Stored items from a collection
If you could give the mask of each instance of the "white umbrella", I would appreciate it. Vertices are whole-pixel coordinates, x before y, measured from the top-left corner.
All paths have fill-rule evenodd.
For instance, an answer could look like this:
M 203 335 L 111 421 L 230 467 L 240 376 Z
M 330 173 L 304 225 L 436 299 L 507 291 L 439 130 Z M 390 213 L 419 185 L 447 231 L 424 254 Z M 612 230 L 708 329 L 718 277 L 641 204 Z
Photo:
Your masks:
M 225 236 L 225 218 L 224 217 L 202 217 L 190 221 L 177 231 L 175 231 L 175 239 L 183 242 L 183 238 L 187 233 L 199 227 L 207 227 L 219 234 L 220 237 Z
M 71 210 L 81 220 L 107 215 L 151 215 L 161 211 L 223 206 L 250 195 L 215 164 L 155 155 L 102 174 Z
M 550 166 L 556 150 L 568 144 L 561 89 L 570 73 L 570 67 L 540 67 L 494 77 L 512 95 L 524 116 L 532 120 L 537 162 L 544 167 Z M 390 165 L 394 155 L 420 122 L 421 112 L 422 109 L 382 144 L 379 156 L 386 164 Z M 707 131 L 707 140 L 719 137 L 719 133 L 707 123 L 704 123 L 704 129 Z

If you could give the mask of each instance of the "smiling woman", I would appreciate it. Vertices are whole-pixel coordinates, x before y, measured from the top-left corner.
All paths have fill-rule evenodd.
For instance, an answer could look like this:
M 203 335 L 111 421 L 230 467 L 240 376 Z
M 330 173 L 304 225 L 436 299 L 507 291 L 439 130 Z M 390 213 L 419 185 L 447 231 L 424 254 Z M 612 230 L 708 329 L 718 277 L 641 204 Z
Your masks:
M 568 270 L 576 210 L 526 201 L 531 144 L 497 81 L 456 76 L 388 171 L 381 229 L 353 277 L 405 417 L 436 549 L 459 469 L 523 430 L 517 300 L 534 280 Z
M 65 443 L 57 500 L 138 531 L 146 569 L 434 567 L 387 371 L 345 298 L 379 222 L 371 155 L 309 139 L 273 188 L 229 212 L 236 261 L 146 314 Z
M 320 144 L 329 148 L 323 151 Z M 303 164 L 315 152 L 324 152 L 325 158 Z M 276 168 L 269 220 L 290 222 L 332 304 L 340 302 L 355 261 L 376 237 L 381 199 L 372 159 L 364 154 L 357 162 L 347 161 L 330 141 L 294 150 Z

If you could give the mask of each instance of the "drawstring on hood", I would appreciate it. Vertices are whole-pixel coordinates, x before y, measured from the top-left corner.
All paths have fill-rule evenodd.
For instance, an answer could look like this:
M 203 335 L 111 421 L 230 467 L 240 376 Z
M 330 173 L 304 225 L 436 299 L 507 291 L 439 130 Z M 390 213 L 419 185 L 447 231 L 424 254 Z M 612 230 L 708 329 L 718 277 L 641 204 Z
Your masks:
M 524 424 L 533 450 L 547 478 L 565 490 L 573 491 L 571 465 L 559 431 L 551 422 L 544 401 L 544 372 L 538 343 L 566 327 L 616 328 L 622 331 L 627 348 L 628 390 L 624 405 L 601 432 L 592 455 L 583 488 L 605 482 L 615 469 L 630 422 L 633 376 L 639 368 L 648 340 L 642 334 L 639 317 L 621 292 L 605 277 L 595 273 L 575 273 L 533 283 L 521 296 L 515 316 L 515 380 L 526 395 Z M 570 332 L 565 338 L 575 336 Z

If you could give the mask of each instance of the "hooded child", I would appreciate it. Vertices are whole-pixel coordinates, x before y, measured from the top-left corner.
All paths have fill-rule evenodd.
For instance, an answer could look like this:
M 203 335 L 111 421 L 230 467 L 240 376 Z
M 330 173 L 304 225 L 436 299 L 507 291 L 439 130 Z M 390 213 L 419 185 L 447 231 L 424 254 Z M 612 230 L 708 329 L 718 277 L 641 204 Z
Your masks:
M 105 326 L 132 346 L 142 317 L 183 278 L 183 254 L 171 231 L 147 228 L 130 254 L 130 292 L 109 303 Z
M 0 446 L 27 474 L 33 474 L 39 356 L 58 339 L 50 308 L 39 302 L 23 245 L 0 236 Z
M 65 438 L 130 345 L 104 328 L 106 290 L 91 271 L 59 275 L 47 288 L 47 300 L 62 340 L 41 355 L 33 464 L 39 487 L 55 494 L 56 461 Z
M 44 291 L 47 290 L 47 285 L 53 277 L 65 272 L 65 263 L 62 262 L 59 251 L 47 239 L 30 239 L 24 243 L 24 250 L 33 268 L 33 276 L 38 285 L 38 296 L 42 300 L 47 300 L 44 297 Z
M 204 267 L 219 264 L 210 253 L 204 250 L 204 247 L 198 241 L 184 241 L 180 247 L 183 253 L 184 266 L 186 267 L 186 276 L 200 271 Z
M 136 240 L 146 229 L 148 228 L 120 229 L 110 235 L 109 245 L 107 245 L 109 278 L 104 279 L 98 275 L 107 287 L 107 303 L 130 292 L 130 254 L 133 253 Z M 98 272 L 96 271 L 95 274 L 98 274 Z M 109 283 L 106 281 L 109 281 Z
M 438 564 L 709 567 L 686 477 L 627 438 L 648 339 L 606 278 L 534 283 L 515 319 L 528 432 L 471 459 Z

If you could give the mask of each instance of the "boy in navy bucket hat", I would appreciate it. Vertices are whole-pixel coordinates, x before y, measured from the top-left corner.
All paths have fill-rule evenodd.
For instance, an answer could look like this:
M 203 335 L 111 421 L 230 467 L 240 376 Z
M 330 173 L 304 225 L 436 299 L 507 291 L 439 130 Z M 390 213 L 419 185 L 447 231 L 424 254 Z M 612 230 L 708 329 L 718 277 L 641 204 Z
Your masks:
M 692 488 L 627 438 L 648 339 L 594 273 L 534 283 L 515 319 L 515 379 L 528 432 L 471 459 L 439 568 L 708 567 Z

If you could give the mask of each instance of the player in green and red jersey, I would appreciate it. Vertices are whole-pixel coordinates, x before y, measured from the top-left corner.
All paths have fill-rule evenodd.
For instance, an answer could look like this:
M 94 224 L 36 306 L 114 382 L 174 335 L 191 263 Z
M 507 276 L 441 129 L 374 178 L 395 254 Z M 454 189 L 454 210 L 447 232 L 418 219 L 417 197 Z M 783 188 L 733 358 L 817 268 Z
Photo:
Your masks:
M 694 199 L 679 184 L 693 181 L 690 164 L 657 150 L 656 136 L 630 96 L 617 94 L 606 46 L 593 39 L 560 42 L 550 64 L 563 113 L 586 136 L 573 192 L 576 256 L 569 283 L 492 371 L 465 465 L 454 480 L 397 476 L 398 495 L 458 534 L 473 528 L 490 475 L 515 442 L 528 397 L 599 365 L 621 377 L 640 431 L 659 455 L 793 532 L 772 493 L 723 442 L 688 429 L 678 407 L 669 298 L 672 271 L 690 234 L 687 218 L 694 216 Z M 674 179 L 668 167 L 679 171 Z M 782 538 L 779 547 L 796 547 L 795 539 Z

Work to complete: Collect from the data above every line that includes "before".

Solution to this problem:
If you could give the mask of each instance of the "white umbrella", I would appreciate it. Vertices are whole-pixel coordinates, x before y, measured from the top-left corner.
If you could give the mask of each instance of the "smiling woman", I would appreciate it. Vertices are whole-pixel coordinates, x before y, measured from the top-left corner.
If you could give the mask of each instance of the "drawstring on hood", I would appreciate it. Vertices are whole-pixel coordinates, x before y, measured from the top-left corner.
If you could give the mask of each instance of the "hooded child", I would appreciate it. Vertices are whole-pixel coordinates, x before y, measured from the top-left corner.
If you could give the mask of each instance of the "boy in navy bucket hat", I would appreciate it. Vertices are whole-pixel coordinates, x before y, measured from the top-left corner.
If you could give the mask of each instance of the player in green and red jersey, I would appreciate it. Vertices are whole-pixel coordinates, x before y, measured from the top-left corner.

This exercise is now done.